--- DATA IN THIS EXERCISE ---

· · ·

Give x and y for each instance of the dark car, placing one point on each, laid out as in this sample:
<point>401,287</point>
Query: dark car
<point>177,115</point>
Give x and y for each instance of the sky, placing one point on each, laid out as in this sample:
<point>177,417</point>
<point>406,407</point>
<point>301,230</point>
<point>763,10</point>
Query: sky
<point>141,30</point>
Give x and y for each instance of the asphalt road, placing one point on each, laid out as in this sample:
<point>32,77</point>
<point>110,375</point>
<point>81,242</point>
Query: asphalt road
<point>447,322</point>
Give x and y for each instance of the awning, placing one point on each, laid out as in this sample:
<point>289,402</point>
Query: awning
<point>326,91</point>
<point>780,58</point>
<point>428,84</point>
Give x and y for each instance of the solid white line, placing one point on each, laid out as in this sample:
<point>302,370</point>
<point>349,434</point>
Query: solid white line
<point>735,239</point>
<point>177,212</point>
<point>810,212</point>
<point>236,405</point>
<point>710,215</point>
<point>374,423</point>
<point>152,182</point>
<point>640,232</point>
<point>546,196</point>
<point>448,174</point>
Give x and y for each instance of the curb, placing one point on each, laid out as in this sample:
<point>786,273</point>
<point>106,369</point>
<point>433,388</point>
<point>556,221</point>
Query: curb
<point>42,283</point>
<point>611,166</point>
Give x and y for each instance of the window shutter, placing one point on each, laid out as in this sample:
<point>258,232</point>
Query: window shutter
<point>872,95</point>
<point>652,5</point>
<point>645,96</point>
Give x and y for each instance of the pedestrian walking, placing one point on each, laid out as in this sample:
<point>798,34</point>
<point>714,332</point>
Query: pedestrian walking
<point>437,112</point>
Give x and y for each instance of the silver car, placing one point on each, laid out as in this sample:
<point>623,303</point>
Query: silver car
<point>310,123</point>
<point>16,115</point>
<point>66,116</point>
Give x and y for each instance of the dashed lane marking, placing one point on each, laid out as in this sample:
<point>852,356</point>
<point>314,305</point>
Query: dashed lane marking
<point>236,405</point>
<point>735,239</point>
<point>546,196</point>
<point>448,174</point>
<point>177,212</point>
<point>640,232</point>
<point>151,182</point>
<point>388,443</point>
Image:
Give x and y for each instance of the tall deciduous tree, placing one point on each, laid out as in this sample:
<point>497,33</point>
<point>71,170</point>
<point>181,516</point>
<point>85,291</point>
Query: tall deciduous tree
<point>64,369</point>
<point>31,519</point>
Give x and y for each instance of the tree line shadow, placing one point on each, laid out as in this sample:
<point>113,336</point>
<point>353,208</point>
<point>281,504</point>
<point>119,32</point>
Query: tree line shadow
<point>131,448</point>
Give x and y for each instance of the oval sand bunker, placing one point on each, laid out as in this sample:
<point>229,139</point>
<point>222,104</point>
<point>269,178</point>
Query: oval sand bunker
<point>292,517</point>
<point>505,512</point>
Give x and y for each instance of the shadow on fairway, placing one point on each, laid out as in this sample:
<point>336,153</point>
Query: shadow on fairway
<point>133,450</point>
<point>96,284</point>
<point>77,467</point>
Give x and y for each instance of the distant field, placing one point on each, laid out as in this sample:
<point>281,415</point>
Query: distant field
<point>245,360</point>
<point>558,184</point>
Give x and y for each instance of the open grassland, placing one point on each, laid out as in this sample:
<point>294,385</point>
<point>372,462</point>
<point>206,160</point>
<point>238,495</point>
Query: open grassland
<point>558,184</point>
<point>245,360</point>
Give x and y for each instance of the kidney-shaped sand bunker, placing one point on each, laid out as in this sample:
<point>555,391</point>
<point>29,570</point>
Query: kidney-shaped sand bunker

· · ·

--- INSTRUCTIONS FOR THE TASK ---
From the data above, extract every line in its exact form.

--- OUTPUT OF THE TASK ---
Give x and y for each instance of the dark car, placing one point on each, laid out as in this sample:
<point>401,287</point>
Query: dark car
<point>177,115</point>
Give x and y for each instance of the sky, placing one point on each, laid out as in this sample:
<point>177,417</point>
<point>406,407</point>
<point>301,230</point>
<point>763,10</point>
Query: sky
<point>141,30</point>
Give x and y for each instance of the asphalt road, placing one point on each, laid out as in this sample:
<point>32,77</point>
<point>110,375</point>
<point>81,242</point>
Query: asphalt road
<point>447,322</point>
Give x and y for each instance of the awning, placing one point on each, laid out as in this sample:
<point>289,402</point>
Query: awning
<point>326,91</point>
<point>780,58</point>
<point>428,84</point>
Give x and y for each instance of the solid white line, placing one point on each, laid out as in this sample:
<point>302,370</point>
<point>349,434</point>
Query: solid white line
<point>735,239</point>
<point>177,212</point>
<point>810,212</point>
<point>236,405</point>
<point>710,215</point>
<point>374,423</point>
<point>152,182</point>
<point>640,232</point>
<point>546,196</point>
<point>448,174</point>
Give x and y for each instance of the curb, placing one point on each, laid out as in this sample:
<point>786,273</point>
<point>106,369</point>
<point>433,388</point>
<point>556,221</point>
Query: curb
<point>42,283</point>
<point>611,166</point>
Give x and y for each instance of the window shutter, placing one point on each, laid out as in this sample:
<point>258,232</point>
Query: window shutter
<point>872,95</point>
<point>652,5</point>
<point>645,96</point>
Give x and y for each instance of the pedestrian walking, placing one point on each, laid out as in this sample:
<point>798,34</point>
<point>714,332</point>
Query: pedestrian walking
<point>437,112</point>
Give x and y for each instance of the silver car, placing one point on each, laid out as in this sample:
<point>623,303</point>
Query: silver car
<point>310,123</point>
<point>16,115</point>
<point>66,116</point>
Give x and y for each instance of the dashed lane marking, placing one point on each, laid out as in this sample:
<point>852,356</point>
<point>314,305</point>
Query: dashed lane marking
<point>236,405</point>
<point>735,239</point>
<point>546,196</point>
<point>448,174</point>
<point>177,212</point>
<point>640,232</point>
<point>151,182</point>
<point>388,443</point>
Image:
Give x and y for each instance of the tall deciduous tree, placing one point on each, laid out as in this sample:
<point>497,33</point>
<point>71,170</point>
<point>181,516</point>
<point>85,291</point>
Query: tall deciduous tree
<point>64,369</point>
<point>31,519</point>
Give x and y for each instance of the tree line shadow, placing one point on each, laid out as in this sample:
<point>113,336</point>
<point>353,208</point>
<point>281,504</point>
<point>119,32</point>
Query: tree line shadow
<point>131,448</point>
Give x and y for each instance of the oval sand bunker, placing one point on each, laid out as in this sample:
<point>229,139</point>
<point>222,104</point>
<point>269,178</point>
Query: oval sand bunker
<point>292,517</point>
<point>505,512</point>
Give x and y for each instance of the shadow on fairway, placing one point on each, laid out as in this sample:
<point>336,153</point>
Query: shadow on fairway
<point>133,450</point>
<point>96,284</point>
<point>77,467</point>
Give x and y for each instance of the distant field, placing one point on each, laid out as in this sample:
<point>281,415</point>
Query: distant field
<point>245,360</point>
<point>558,184</point>
Give x and y for each instance of the open grassland, placing one point on each, laid out as in this sample:
<point>294,385</point>
<point>372,462</point>
<point>206,160</point>
<point>238,495</point>
Query: open grassland
<point>558,184</point>
<point>245,360</point>
Give x and y for each instance of the kidney-shaped sand bunker, placing one point on each, laid out as in this sample:
<point>555,391</point>
<point>29,570</point>
Query: kidney-shaped sand bunker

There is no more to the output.